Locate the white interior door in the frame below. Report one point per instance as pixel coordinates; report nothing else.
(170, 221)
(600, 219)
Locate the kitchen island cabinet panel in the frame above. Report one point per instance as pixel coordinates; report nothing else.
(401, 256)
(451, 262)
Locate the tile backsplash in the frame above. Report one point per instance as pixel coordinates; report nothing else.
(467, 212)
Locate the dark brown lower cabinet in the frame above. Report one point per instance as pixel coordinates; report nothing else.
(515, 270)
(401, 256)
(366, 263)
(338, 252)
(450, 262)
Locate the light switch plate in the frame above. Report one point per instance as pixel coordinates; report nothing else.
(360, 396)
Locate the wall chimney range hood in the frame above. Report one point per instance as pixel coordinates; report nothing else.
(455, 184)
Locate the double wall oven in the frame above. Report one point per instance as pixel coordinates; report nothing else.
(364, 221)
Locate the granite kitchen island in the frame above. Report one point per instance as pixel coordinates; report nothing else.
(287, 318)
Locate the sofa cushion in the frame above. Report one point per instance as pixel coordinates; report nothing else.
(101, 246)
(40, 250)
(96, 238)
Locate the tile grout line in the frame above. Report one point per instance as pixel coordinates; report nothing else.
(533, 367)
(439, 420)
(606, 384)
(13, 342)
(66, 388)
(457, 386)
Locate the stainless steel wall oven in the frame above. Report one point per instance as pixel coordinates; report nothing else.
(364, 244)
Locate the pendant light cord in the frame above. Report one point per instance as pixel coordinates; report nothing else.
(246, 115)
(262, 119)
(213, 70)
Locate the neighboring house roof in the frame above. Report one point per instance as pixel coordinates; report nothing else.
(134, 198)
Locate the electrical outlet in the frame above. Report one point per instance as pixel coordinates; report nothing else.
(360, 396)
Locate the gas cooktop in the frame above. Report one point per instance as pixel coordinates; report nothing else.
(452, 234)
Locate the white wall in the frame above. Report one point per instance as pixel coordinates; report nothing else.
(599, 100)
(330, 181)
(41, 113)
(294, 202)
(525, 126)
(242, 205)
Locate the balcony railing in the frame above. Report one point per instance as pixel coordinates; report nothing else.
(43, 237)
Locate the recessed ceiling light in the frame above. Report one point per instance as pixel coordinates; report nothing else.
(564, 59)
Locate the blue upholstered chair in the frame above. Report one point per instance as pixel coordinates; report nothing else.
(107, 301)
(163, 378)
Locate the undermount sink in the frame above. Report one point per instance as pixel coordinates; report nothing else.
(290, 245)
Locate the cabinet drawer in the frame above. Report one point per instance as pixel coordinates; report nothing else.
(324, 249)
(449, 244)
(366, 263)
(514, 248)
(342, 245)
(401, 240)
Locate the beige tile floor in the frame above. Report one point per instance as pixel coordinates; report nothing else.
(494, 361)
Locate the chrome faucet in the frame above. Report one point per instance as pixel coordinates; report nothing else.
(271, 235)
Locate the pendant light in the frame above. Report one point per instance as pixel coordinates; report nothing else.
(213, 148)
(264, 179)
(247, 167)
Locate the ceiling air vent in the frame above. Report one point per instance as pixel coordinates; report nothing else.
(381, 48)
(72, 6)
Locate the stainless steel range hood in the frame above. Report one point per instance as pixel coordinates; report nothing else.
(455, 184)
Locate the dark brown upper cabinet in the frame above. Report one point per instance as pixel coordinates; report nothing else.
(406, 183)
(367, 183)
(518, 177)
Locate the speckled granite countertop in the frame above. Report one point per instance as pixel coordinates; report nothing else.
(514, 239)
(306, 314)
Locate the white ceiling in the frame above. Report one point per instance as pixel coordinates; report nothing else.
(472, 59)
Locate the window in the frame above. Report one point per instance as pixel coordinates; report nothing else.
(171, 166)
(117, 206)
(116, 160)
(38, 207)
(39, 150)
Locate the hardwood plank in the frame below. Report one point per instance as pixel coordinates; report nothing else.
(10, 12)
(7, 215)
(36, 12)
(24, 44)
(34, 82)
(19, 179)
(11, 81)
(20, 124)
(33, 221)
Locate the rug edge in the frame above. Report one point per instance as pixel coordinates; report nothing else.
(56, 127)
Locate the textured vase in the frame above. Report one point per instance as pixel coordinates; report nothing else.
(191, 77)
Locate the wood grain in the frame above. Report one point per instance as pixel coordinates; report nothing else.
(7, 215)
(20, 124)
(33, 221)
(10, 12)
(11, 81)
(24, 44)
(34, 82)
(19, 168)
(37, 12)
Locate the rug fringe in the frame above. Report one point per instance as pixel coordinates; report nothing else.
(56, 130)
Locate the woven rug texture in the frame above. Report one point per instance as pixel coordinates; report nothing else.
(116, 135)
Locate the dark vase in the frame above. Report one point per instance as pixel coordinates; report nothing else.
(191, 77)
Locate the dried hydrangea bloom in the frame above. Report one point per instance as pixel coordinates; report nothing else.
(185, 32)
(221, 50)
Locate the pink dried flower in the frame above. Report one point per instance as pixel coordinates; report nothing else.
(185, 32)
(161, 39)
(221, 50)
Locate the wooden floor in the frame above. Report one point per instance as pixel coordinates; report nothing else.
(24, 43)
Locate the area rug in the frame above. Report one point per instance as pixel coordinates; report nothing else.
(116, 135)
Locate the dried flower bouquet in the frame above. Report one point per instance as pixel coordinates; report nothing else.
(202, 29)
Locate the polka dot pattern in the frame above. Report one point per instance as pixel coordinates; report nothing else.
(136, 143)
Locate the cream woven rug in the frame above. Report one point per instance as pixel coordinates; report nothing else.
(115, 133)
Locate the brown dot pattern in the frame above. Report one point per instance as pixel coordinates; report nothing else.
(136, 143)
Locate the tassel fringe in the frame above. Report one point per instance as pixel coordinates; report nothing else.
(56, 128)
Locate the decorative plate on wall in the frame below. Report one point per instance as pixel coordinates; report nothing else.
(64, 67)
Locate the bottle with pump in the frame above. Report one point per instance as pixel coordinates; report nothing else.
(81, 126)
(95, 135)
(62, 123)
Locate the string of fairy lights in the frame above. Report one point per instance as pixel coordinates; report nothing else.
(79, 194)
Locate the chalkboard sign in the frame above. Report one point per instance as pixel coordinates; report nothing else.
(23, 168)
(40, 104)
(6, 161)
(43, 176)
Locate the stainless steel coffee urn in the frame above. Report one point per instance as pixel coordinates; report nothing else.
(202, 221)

------

## [WHAT IS EXPECTED]
Go through the listing and copy all of it exactly.

## [SOLUTION]
Locate the white interior door in the frame below. Report one point per instance as pixel coordinates; report nothing else.
(170, 221)
(600, 219)
Locate the kitchen island cabinet panel in the frame above. Report one point per instance as pixel coordinates; report nothing else.
(401, 256)
(451, 262)
Locate the tile backsplash in the frame above. Report one point per instance as pixel coordinates; report nothing else.
(467, 212)
Locate the dark brown lower cabinet in the frame above. Report one point per instance as pixel coordinates; report nothing else.
(515, 270)
(401, 256)
(366, 263)
(338, 252)
(450, 262)
Locate the light switch plate in the frame above. Report one point per instance as pixel coordinates; report nothing else.
(360, 396)
Locate the wall chimney range hood in the frame above. Report one point per instance as pixel coordinates; report nothing else.
(455, 184)
Locate the double wall oven in the frame above. Report one point per instance as pixel coordinates; report nothing else.
(364, 221)
Locate the granite kitchen island in the frame above. Report one point per instance as pixel coordinates; report nothing else.
(287, 318)
Locate the sofa cushion in the frame above. Report one point per instance as pixel coordinates; report nothing else.
(101, 246)
(40, 250)
(96, 238)
Locate the tile grout line in the frame above. Report one point per instance as pixel coordinates; report nothing else.
(533, 367)
(439, 420)
(606, 384)
(13, 342)
(66, 388)
(457, 386)
Locate the stainless steel wall oven in the frame above. Report one point per instance as pixel coordinates; report nothing else.
(364, 244)
Locate the pendant light cord in the frame above. Report one point per instance as pixel coordinates; report nothing else.
(246, 115)
(262, 119)
(213, 70)
Locate the neighboring house roof in the frame above. Report one point per instance as pixel coordinates; report nothing else.
(134, 198)
Locate the electrical outlet in the frame above. Report one point per instance as pixel coordinates; report nothing else.
(360, 396)
Locate the gas cooktop in the frame above. Report one point per instance as pixel coordinates; report nothing else.
(452, 234)
Locate the white wall in the frame above. Report one point per instance as pixel coordinates; report nothing else.
(599, 100)
(330, 181)
(41, 113)
(294, 202)
(525, 126)
(242, 205)
Locate the balcony railing in the frame above. Report one point per instance as pixel coordinates; report nothing else.
(43, 237)
Locate the recessed ceiling light in the frame above. Report one point per instance as pixel coordinates; report nothing else.
(564, 59)
Locate the blue upholstered chair in the frame above. Report one point per instance as pixel coordinates; report nothing else.
(107, 301)
(163, 378)
Locate the undermount sink in the frame above. Report one point per instance as pixel coordinates; report nothing else.
(290, 245)
Locate the cabinet drawer in the frame above. Report one point per instance as pixel coordinates; report nothing else.
(324, 249)
(449, 244)
(366, 263)
(514, 248)
(342, 245)
(401, 240)
Locate the beige tile floor in the frame above. Report one point per instance as pixel coordinates; report nothing else.
(494, 361)
Locate the chrome faucet in the frame above. Report one point per instance as pixel coordinates; report nothing else.
(271, 235)
Locate the pendant light in the frame above. Report one point per instance as pixel coordinates; report nothing else.
(213, 148)
(264, 179)
(247, 167)
Locate the ceiling air vent in the frame above. Report one point per instance as pixel coordinates; report nothing else.
(381, 48)
(72, 6)
Locate the stainless steel range hood in the frame above. Report one point per instance as pixel coordinates; report nothing else.
(455, 184)
Locate the dark brown upper cabinet in the frame above. Report one point per instance as pixel coordinates; report nothing else.
(406, 183)
(367, 183)
(518, 177)
Locate the speckled granite countertop in the frame above. Report one point per instance as pixel coordinates; report nothing else.
(514, 239)
(306, 314)
Locate the white ceiling in the frame above. Report one point per instance as pixel coordinates; report nothing else.
(472, 59)
Locate the window in the frame above. Report one point per instance as pixel coordinates; report nothing else.
(171, 166)
(117, 206)
(116, 160)
(38, 207)
(39, 150)
Locate the hardwood plank in the frame below. Report one point per instance as pixel coordinates; report nothing else.
(10, 12)
(7, 215)
(36, 12)
(24, 44)
(34, 82)
(19, 179)
(11, 81)
(20, 124)
(33, 221)
Locate the rug edge in the frame above. Report one point per instance as pixel coordinates; report nothing else.
(56, 127)
Locate the textured vase in the frame above. Report one point per instance as pixel coordinates; report nothing else.
(191, 77)
Locate the wood grain in the frame above. Report one point per instance as pixel coordinates; report nothing else.
(7, 215)
(20, 124)
(33, 221)
(10, 12)
(11, 81)
(24, 44)
(34, 82)
(19, 168)
(37, 12)
Locate the rug fringe in the frame above. Report one point per instance as pixel coordinates; report nothing else.
(56, 130)
Locate the woven rug texture in the frame above. Report one point per instance as pixel coordinates; report nothing else.
(116, 135)
Locate the dark vase in the frame above. Report one point per instance as pixel coordinates; report nothing else.
(191, 77)
Locate the dried hydrangea bloom in the frame above. Report one point per instance as pixel coordinates; report nothing else.
(185, 32)
(221, 50)
Locate the pink dried flower in the frame above. Report one point per instance as pixel coordinates; report nothing else.
(185, 32)
(161, 39)
(221, 50)
Locate the wooden floor in the frame above. Report one point per instance as pixel coordinates; report nothing else.
(24, 43)
Locate the area rug in the frame above. Report one point per instance as pixel coordinates; report nothing else.
(116, 135)
Locate the dried flower bouquet in the frame above. Report one point per instance as pixel coordinates; report nothing else.
(202, 29)
Locate the polka dot pattern in the frame above. Report one point per instance as pixel coordinates; report nothing else.
(136, 143)
Locate the cream woven rug in the frame above. Report one point per instance as pixel coordinates; report nothing else.
(115, 133)
Locate the brown dot pattern in the frame above. Report one point per instance as pixel coordinates; report nothing else.
(136, 143)
Locate the tassel fringe in the frame above. Report one point per instance as pixel coordinates; report nothing else.
(56, 128)
Locate the decorative plate on wall in the frame below. Report one point per instance as pixel coordinates; report nothing else.
(64, 67)
Locate the bottle with pump in the frame above. Report one point per instance as pixel coordinates; report nothing else.
(81, 126)
(95, 135)
(62, 123)
Locate the string of fairy lights in the frame above. Report one point per instance as pixel coordinates; report nothing else.
(79, 194)
Locate the chalkboard sign in the frame above. Report one point per instance as pixel coordinates; report nothing else.
(23, 168)
(40, 104)
(6, 161)
(43, 176)
Locate the stainless steel coffee urn in the frame above. Report one point per instance as pixel coordinates; report nothing else.
(202, 221)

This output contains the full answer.